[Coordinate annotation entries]
┄┄┄┄┄┄
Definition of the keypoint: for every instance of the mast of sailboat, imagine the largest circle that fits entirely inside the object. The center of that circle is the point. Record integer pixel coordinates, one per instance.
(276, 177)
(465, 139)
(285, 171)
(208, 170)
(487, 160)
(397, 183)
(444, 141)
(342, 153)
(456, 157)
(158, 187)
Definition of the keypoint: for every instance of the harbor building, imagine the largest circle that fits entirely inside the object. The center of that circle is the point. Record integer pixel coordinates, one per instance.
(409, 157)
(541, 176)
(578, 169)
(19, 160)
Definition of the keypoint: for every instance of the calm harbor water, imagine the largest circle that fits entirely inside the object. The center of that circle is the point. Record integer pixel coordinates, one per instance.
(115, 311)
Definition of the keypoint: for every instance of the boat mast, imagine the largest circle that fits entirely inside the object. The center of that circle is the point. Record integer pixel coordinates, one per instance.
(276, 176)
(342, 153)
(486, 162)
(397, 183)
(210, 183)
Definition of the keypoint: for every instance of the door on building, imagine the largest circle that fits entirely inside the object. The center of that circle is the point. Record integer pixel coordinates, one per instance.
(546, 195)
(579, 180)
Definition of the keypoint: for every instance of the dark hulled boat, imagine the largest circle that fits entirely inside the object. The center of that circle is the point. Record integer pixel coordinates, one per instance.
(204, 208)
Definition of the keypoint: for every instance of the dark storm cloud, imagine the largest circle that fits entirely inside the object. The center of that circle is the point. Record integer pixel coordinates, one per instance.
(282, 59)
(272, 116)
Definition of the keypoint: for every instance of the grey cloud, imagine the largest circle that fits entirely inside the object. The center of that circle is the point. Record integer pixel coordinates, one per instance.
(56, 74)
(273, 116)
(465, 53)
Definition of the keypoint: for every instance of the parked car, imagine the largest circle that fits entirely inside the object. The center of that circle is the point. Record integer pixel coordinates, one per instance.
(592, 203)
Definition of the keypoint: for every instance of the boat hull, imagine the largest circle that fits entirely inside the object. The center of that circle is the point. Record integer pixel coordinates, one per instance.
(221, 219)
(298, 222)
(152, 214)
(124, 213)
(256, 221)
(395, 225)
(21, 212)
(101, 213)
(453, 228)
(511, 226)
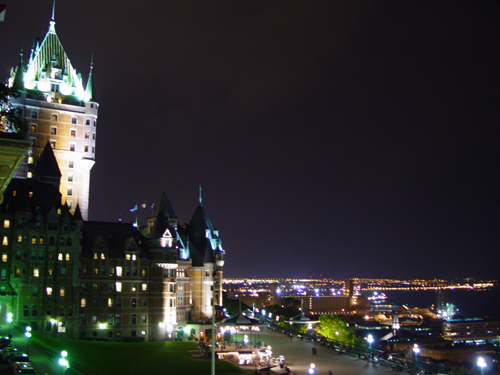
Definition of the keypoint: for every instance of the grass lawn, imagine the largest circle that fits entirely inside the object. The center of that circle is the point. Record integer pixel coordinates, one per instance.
(119, 358)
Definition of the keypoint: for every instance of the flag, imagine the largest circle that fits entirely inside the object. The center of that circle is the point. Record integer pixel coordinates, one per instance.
(2, 12)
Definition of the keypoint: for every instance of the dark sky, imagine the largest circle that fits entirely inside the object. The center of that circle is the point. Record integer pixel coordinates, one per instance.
(342, 138)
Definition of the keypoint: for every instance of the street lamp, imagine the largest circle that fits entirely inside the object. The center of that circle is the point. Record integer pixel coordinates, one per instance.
(27, 334)
(63, 361)
(9, 320)
(312, 366)
(370, 340)
(481, 363)
(416, 350)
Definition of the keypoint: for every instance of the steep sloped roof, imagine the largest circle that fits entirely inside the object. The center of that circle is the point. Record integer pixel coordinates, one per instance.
(163, 207)
(117, 238)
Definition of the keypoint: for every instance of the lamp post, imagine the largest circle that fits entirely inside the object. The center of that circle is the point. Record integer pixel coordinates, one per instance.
(9, 320)
(27, 334)
(63, 361)
(481, 363)
(312, 366)
(416, 350)
(370, 341)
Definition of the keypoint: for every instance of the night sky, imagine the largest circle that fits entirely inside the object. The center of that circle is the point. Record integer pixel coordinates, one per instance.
(342, 138)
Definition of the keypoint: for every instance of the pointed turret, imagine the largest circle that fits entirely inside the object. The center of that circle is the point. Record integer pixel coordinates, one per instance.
(47, 170)
(78, 213)
(19, 77)
(89, 91)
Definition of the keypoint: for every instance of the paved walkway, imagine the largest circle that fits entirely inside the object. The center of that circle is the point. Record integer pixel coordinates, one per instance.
(298, 356)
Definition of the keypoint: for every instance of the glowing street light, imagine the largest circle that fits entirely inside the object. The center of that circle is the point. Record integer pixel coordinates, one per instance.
┄┄┄┄┄┄
## WHAT YOU NEED TO DO
In your copy, leave out the pictures and reproduce the material above exactly.

## THE RESULT
Definition of the keypoint: for every instance of the mast of sailboat, imagine the largest circle that fits entirely inside the object. The center of that circle is the point. Record integer pixel coordinates, one per instance.
(276, 177)
(465, 139)
(285, 171)
(208, 170)
(487, 160)
(397, 183)
(444, 141)
(342, 153)
(456, 157)
(158, 187)
Definition of the keypoint: for every instance of the harbor building, imagine the largest circle that fits entirely inside the object. The center of that circle is the point. Record integer pixel coordinates, one per instance.
(409, 157)
(541, 176)
(578, 169)
(19, 160)
Definition of the keypoint: for every instance of the calm harbor water, imagine the largest circle that fits entirely inside the object. The center of that circle is the point. Record integer pixel coordinates, one per instance.
(115, 311)
Definition of the keypoint: for every instance of the boat mast, imagine the largest circle that fits entirely inside the object. The center of that circle is the point. Record integer pixel coordinates, one per instance.
(276, 176)
(342, 153)
(486, 162)
(397, 183)
(210, 183)
Definition of the keypoint: for every instance of the door on building, imagine the largest circle that fits entirely inside the object. The center of that circle is the point. Record integer pixel coordinates, one per instance.
(546, 195)
(579, 180)
Definition of the keypoint: for every instance of the dark hulled boat, imagine the largest circle that fits entirely inside the object. The center of that circle is the point. Record integer pixel coordinates, one per instance.
(204, 208)
Definition of the keypoint: for every instance of the dark storm cloud, imagine the largest circle that fits entirely inside the object. The center of that circle is the point. Record integer pixel coordinates, one per instance.
(282, 59)
(272, 116)
Definition of the keypoint: for every instance of the grey cloud, imagine the largest circle that fits entirely inside the object. The center of that circle is the point. Record integer pixel coordinates, one per instance.
(56, 74)
(273, 116)
(465, 53)
Definition of the keypoint: for every instance of the parked car, imagine the largest circle that fits entirely inside the object. The center of that circle is the point. Record integer pixel coordinates, one per instance.
(592, 203)
Definition of the keypoint: for every instance of the boat hull, imagine the largest circle that fits entirely inside the object. The center of that circle is the point. Record integer pixel coordinates, one per instance.
(221, 219)
(298, 222)
(152, 214)
(124, 213)
(256, 221)
(395, 225)
(21, 212)
(101, 213)
(453, 228)
(511, 226)
Definition of the keypoint: for every instance of the grass lawn, imagine the largest circle that fits entirely inside the object. The center of that circle is the point. Record integer pixel coordinates, one per instance.
(119, 358)
Definition of the keypoint: for every instance of the flag, imagine the largest circle that fits entirely inside the object. The center of that circle is the point. Record integer pixel coordinates, one per instance.
(2, 12)
Definition of the keypoint: for every instance of the dark sky, imagine the largest circle that fits entirely inside the object. The center of that circle is the point. Record integer pixel coordinates, one per instance.
(342, 138)
Definition of the keypoint: for every instance of the street lamp, imagine the largest circle that fits entirely inside the object. The center of that circle is the point. Record integer pixel coordinates, one per instance.
(27, 334)
(63, 361)
(9, 320)
(312, 366)
(370, 340)
(481, 363)
(416, 350)
Definition of the keypoint: for every instance of the steep sloped roof, imagine the largest circle that fits entirely inside the object. The center of that circle is the point. Record integer pixel coordinates, one per instance.
(163, 207)
(117, 238)
Definition of the keypoint: for every instance of the lamp post, imagine the largest circle that fits entirely inside the object. The center of that circle is the point. Record integer pixel coordinates, one per instance.
(9, 320)
(27, 334)
(63, 361)
(481, 363)
(312, 366)
(416, 350)
(370, 341)
Definition of the keypoint: for every instance of the night sky, imagine the largest circle that fits entirely inside the object. The center of that circle is the point. Record integer pixel coordinates, one per instance.
(342, 138)
Definition of the keypoint: for every instance of the pointed turret, imagine the largest circle that fits entirely inside the object. The center of that circle is the point. Record integer pixel coordinates, one per instance.
(47, 170)
(78, 213)
(19, 77)
(89, 91)
Definition of the keypoint: for every instance of the paved walkway, imagine the largest circle that fits entirely inside the object. The center of that circle is the point. Record integer pixel coordinates, one per instance.
(298, 356)
Definition of the keypoint: for every instance of the glowing street light, imagine the largest circle that fits entirely inside the object. The center of that circle is the point. Record integer pixel coordinates, one per instance.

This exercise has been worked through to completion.